◆ **PROBLEMS TO WORK ON**
a. Revise the passage on water's orbitals by writing out everything from "No. One could" down to "orbital of water?", with "hydrogens" changed to "hydrogen atoms".
b. In the passage on water's orbitals, how many irreducible representations does the point group of water have?

No. One could say that, but $\mathrm{sp}^2$ is equally possible. In fact, it may seem more likely, we’ll get to that in a second.

Group Theory and Quantum Chemistry perspective: Water belongs to $C_{2\mathrm{v}}$ point group. There are four irreducible representations, and the atomic orbitals belong to these irreducible representations (or linear combinations of these irreducible representations). Hence, we get five occupied molecular orbitals of symmetries $\mathrm{a}_1, \mathrm{b}_1$, and $\mathrm{b}_2$.

Yes, and you did a nice job of drawing them.

There is only one non-bonding orbital ($1\mathrm{b}_1$) in which the AOs of hydrogens do not participate. Where is the second lone pair orbital of water?

And this is where it gets interesting.

I’ll once again point to Professor Klüfers’ web scriptum for the basic and inorganic chemistry course in Munich, section about localising molecular orbitals. If you don’t understand German, all you need to do is look at the pictures and understand that wenig means a little in this context.

◆ **GIVEN RECORDS**
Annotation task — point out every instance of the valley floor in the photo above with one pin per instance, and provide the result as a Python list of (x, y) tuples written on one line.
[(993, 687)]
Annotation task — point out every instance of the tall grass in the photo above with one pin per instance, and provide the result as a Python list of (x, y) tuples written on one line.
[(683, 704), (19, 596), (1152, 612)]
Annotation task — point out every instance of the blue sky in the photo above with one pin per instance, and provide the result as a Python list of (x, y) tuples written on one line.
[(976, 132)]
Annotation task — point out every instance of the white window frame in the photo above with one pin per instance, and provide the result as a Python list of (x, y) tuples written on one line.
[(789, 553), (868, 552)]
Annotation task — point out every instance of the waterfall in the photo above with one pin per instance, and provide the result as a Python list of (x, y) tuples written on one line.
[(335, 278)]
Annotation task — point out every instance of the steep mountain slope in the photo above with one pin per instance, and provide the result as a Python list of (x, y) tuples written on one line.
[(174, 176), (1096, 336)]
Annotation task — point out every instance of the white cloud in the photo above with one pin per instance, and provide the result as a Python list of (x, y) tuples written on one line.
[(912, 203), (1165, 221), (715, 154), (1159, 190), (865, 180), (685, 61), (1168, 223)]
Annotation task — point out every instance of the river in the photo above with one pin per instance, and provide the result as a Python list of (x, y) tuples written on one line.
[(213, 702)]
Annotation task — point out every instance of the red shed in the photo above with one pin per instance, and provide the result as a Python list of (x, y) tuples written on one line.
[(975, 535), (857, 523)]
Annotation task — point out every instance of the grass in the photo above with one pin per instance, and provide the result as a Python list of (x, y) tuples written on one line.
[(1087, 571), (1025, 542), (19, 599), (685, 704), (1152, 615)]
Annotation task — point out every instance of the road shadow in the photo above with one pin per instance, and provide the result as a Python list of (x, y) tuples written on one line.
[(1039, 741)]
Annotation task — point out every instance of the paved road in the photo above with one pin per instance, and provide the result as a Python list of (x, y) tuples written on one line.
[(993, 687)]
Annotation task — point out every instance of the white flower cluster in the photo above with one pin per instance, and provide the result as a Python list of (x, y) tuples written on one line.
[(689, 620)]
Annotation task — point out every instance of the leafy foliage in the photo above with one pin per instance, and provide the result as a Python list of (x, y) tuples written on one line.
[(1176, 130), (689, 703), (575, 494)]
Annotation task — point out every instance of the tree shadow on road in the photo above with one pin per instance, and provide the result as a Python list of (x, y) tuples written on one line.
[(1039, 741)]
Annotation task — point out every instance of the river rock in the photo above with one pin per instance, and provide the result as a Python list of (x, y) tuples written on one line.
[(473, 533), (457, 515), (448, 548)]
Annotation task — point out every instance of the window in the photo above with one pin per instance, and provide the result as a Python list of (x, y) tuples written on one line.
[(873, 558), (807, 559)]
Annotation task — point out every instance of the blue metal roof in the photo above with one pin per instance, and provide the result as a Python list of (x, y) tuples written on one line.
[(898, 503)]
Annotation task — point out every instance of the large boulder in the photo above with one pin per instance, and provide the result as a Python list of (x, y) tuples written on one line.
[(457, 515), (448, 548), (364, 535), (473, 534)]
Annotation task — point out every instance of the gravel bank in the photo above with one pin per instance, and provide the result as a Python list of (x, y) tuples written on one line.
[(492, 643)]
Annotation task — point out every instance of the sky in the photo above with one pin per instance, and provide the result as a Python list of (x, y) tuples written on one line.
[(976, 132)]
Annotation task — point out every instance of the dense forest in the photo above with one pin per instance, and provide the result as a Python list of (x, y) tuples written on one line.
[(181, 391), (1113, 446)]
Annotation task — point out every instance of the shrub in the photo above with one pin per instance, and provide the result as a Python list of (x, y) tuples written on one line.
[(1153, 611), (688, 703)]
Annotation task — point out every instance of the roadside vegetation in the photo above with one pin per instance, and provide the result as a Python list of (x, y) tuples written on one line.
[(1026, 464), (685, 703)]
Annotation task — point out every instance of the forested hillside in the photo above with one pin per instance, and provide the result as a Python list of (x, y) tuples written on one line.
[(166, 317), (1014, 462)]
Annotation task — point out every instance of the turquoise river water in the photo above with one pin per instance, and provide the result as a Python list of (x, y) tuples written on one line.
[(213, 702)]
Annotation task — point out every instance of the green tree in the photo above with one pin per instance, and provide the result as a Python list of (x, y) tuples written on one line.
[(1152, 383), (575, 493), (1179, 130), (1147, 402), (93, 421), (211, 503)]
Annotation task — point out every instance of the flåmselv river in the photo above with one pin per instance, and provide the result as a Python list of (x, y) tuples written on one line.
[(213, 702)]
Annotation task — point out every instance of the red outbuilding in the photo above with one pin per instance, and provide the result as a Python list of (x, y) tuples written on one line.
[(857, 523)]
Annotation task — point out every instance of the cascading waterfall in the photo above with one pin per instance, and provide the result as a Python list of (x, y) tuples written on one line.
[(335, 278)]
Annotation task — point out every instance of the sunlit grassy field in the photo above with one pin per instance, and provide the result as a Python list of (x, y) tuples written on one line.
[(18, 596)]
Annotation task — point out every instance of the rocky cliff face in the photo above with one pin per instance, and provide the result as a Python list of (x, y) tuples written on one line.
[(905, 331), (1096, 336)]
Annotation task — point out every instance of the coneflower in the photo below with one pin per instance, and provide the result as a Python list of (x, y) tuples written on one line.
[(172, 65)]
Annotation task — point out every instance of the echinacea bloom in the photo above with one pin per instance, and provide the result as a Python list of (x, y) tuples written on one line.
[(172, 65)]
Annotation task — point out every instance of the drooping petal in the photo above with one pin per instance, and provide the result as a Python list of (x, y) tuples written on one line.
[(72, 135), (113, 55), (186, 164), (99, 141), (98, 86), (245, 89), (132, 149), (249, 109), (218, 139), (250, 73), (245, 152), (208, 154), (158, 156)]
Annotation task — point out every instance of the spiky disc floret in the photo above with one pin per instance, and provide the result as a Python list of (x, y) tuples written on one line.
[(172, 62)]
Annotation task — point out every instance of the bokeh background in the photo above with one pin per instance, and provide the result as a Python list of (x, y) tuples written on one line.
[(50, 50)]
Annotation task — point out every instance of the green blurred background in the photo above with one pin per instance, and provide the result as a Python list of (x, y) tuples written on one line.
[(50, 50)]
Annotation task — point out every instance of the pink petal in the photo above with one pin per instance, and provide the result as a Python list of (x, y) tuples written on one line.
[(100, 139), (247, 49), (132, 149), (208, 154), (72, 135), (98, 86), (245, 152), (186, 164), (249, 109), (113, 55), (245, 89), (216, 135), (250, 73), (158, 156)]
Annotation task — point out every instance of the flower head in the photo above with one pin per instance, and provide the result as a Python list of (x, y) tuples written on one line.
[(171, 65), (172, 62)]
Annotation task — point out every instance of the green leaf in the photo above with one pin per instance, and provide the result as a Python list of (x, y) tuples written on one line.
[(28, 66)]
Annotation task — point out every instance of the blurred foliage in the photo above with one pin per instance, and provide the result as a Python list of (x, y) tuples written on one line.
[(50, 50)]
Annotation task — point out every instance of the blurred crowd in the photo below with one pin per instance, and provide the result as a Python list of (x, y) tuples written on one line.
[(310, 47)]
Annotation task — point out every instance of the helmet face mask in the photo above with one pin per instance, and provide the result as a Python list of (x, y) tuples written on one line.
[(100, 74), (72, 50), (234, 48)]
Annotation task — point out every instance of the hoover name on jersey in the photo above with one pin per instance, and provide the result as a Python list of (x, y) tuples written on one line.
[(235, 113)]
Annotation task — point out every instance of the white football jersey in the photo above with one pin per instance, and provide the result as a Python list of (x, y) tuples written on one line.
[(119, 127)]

◆ **RESULTS FOR THE EXERCISE**
a.
No. One could say that, but $\mathrm{sp}^2$ is equally possible. In fact, it may seem more likely, we’ll get to that in a second.

Group Theory and Quantum Chemistry perspective: Water belongs to $C_{2\mathrm{v}}$ point group. There are four irreducible representations, and the atomic orbitals belong to these irreducible representations (or linear combinations of these irreducible representations). Hence, we get five occupied molecular orbitals of symmetries $\mathrm{a}_1, \mathrm{b}_1$, and $\mathrm{b}_2$.

Yes, and you did a nice job of drawing them.

There is only one non-bonding orbital ($1\mathrm{b}_1$) in which the AOs of hydrogen atoms do not participate. Where is the second lone pair orbital of water?

b. Four.